Compito A:
Indica da quanto tempo, secondo il brano sull'austerità, viene raccontata la favola della scarsità delle risorse.
Compito B:
Prosegui la scrittura del brano sull'austerità, riprendendo subito dopo la sua ultima frase.

La difficoltà a comprendere da parte di milioni di essere indotti a far da complici di un sistema politico che ci porta a considerare nemici coloro che stanno peggio, è una questione di coscienza individuale, utile a interrompere il circolo vizioso che porta a essere trattati come strumenti che rinforzano il suo potere politico ed economico quando, invece, non potrebbero più continuare a raccontare la favola ormai trentennale della scarsità delle risorse e quindi dell’obbligo e dovere civile all’austerità.

Questo velenoso racconto ha modificato la nostra stessa percezione della realtà, quella realtà nascosta dalla mistificazione della comunicazione televisiva e stampata, totalmente nelle loro mani, che ci parla di un’immensa ricchezza prodotta ma non distribuita al popolo sotto la soglia del benessere.

Dati forniti:

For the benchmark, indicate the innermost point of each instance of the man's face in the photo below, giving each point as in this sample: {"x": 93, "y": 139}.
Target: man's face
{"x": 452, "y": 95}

Risultato atteso A:
Da circa trent'anni.

Risultato atteso B:
L’unica reazione che si registra in ampie fasce popolari è l’apatia, la passività che porta a disarmarsi intellettualmente e interiormente, cadendo in un oblio che li inibisce nella personalità e nella parola autonoma, e contemporaneamente capaci solo di produrre violenza inconsulta verso chi sta peggio di loro, cadendo in un masochismo sociale che li arruola come servitù dei loro carnefici al potere nelle istituzioni e nell’economia. Lo stato di prostrazione conseguente alle difficoltà in una società guidata, con le politiche economiche e con le guerre, verso la depressione con l’aumento delle diseguaglianze e delle ingiustizie sociali generano ansia, timori e bisogno di compensazione.

La stessa risposta emotiva individuale, seppur dentro spazi vissuti intimamente come “rifugio collettivo” determina indifferenza verso le proprie condizioni materiali, come fosse un destino. Viene meno la rabbia, si tende ad attutire i conflitti, in una logica di conforto predestinato all’offerta del bene a prescindere. Inconfutabile è il risultato della rinuncia allo spirito critico verso lo stato di cose presenti, all’irriverenza verso i poteri politici, divenuti anch’essi religiosi per la loro lontananza dai problemi reali.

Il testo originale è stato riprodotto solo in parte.